## GIVEN PASSAGE
Skip to main content

Telechat Review of draft-ietf-bmwg-ngfw-performance-13
review-ietf-bmwg-ngfw-performance-13-tsvart-telechat-pauly-2022-05-24-00

Request Review of draft-ietf-bmwg-ngfw-performance-13
Requested revision 13 (document currently at 15)
Type Telechat Review
Team Transport Area Review Team (tsvart)
Deadline 2022-05-31
Requested 2022-05-09
Requested by Al Morton
Authors Balamuhunthan Balarajah , Carsten Rossenhoevel , Brian Monkman
I-D last updated 2022-05-24
Completed reviews Secdir Early review of -00 by Kathleen Moriarty (diff)
Tsvart Last Call review of -12 by Tommy Pauly (diff)
Tsvart Telechat review of -13 by Tommy Pauly (diff)
Iotdir Telechat review of -13 by Toerless Eckert (diff)
Genart Telechat review of -13 by Matt Joras (diff)
Tsvart Telechat review of -13 by Tommy Pauly (diff)
Comments
This is a POST telechat review request.
Lars Eggert's ballot is a DISCUSS, and in follow-up exchange Lars requests further TSV review of the draft.
Tommy Pauly has reviewed previous versions of the draft.
https://datatracker.ietf.org/doc/draft-ietf-bmwg-ngfw-performance/

See some post-ballot TCP exchange below. *The key question seems to be _where_ to draw the line between completely modern/RFC-compliant TCP Stacks, and the requirements for stacks in test equipment that will operate 1000's of TCP connections*

> Hi Carsten, 
...

## STATED GOAL A
In the review page, from "Type Telechat Review" to "Toerless Eckert (diff)", swap "Tommy Pauly" for "the TSV reviewer" and write that stretch out again.
## STATED GOAL B
According to the review page, who requested the review?
## STATED GOAL C
Go on writing the review page from the point where it stops.

## RECORD SET
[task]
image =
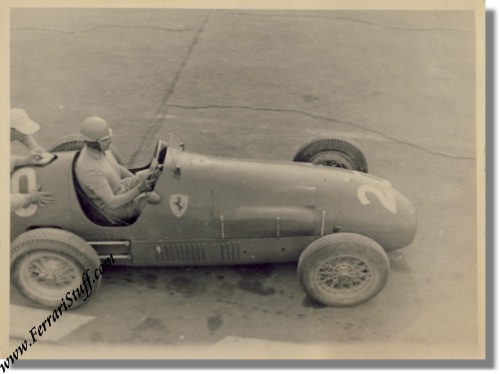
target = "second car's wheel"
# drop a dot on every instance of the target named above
(46, 264)
(335, 152)
(75, 142)
(343, 269)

## WRITTEN ANSWER A
Type Telechat Review
Team Transport Area Review Team (tsvart)
Deadline 2022-05-31
Requested 2022-05-09
Requested by Al Morton
Authors Balamuhunthan Balarajah , Carsten Rossenhoevel , Brian Monkman
I-D last updated 2022-05-24
Completed reviews Secdir Early review of -00 by Kathleen Moriarty (diff)
Tsvart Last Call review of -12 by the TSV reviewer (diff)
Tsvart Telechat review of -13 by the TSV reviewer (diff)
Iotdir Telechat review of -13 by Toerless Eckert (diff)

## WRITTEN ANSWER B
Al Morton

## WRITTEN ANSWER C
> let me try and provide a bit more context on the issues you flagged:
> 
> On 2022-2-3, at 16:09, Carsten Rossenhoevel <cross@eantc.de> wrote:
> > - "There are a lot of requirements in here that are either no-ops [..], non-
> sensical [..]"
> 
> That was in reference to the TCP paragraph. Specifically:
> 
> * "SHOULD use a congestion control algorithm" is superfluous (= a no-op),
> because the TCP standard already requires that (at MUST level)
> 
> * the delay for delayed ACKs is typically specified as a time interval; the
> document suggests to compute it as a byte size ("10 times the MSS"), which
> does not immediately make sense
> 
> * "Internal timeout SHOULD be dynamically scalable per RFC 793." It is unclear
> what is meant by the "internal timeout" or how it would dynamically scale. The
> reference to RFC 793 does not provide clarity here.
> 
> > "This document needs TSV and ART people to help with straightening out a
> lot of issues"
> 
> I was writing this is a hint to the WG on where to go for help with addressing
> these issues.

> > - "The document is also giving unnecessarily detailed behavioral
> descriptions [..]"
> 
> One reason I flagged this is because these details rule out existing (e.g.,
> fast open) or future TCP extensions. Another reason is that they are
> inaccurate, because although they are detailed they still do not capture all
> possible permitted behaviors (e.g., connection-close packet exchanges.)
> Thanks,
> Lars
Assignment Reviewer Tommy Pauly
State Completed
Request Telechat review on draft-ietf-bmwg-ngfw-performance by Transport Area Review Team Assigned
Posted at https://mailarchive.ietf.org/arch/msg/tsv-art/7e9daGl-IcJTEiVodsrdJ-b8xhk
Reviewed revision 13 (document currently at 15)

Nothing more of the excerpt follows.